#### Problem to work on:
Please reproduce the records word for word, beginning at the line that contains "Where can the van wheel" and ending after the line that contains "(1012, 606)".
--- begin ---
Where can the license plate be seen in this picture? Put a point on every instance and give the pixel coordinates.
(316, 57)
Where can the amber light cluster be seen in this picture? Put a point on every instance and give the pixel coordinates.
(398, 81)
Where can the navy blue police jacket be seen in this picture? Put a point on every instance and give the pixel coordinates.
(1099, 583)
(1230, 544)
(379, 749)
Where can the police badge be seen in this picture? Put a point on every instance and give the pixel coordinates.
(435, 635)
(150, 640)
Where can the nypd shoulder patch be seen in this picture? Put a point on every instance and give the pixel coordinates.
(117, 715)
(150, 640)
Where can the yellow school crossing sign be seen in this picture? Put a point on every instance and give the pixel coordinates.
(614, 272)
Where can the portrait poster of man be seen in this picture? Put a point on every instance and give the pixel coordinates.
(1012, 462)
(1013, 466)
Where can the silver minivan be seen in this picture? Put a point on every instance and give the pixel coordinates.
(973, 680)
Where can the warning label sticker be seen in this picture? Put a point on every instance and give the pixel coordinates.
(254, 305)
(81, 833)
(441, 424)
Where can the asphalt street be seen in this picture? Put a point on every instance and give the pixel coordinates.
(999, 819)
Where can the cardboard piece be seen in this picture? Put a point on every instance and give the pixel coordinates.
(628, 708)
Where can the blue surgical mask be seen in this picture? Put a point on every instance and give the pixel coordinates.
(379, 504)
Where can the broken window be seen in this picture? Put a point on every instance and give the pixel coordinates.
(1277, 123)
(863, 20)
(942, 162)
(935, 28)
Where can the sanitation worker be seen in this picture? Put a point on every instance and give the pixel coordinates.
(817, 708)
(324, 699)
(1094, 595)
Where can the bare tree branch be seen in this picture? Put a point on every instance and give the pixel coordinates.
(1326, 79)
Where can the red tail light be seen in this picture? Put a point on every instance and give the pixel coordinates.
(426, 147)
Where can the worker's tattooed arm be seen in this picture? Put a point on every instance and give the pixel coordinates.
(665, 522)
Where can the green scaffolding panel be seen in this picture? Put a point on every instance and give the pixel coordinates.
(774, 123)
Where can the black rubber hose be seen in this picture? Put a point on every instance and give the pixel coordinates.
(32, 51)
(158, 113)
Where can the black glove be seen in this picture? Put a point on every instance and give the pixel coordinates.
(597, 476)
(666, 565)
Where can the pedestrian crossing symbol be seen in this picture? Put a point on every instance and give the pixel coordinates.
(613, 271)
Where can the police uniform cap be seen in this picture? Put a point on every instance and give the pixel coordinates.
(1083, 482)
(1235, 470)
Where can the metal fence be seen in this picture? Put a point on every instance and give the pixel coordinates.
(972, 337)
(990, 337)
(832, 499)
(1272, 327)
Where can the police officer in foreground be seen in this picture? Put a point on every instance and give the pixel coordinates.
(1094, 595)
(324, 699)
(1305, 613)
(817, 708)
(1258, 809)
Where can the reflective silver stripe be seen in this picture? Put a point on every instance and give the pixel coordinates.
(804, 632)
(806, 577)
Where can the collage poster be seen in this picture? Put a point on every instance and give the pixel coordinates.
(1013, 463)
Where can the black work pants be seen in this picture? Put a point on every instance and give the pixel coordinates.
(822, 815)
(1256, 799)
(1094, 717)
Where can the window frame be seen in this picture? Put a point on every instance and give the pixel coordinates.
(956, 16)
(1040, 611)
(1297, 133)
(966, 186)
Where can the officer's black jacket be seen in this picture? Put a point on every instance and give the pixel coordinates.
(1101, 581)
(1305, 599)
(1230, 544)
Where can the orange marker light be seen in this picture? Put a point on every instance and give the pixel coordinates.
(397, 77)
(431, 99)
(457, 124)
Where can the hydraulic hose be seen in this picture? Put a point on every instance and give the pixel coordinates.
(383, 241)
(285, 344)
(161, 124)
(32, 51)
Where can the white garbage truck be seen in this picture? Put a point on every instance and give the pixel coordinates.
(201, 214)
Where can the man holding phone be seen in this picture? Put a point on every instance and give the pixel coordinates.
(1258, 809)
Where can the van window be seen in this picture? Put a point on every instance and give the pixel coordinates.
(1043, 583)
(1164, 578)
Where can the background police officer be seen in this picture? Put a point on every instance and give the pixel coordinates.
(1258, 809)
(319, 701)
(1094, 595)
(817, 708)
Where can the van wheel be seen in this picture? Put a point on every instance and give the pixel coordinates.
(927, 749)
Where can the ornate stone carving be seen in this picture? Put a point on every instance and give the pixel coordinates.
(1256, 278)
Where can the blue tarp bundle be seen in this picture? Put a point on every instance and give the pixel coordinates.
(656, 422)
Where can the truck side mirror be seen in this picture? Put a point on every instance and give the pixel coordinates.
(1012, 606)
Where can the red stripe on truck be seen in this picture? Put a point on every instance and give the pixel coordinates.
--- end ---
#### Solution to the exercise:
Where can the van wheel be seen in this picture? Put a point on every instance and give the pixel coordinates.
(927, 749)
Where can the ornate stone carving be seen in this picture? Put a point on every instance and give the pixel coordinates.
(1256, 278)
Where can the blue tarp bundle be seen in this picture? Put a point on every instance and give the pixel coordinates.
(656, 422)
Where can the truck side mirror be seen in this picture? Put a point on every instance and give the pixel coordinates.
(1012, 606)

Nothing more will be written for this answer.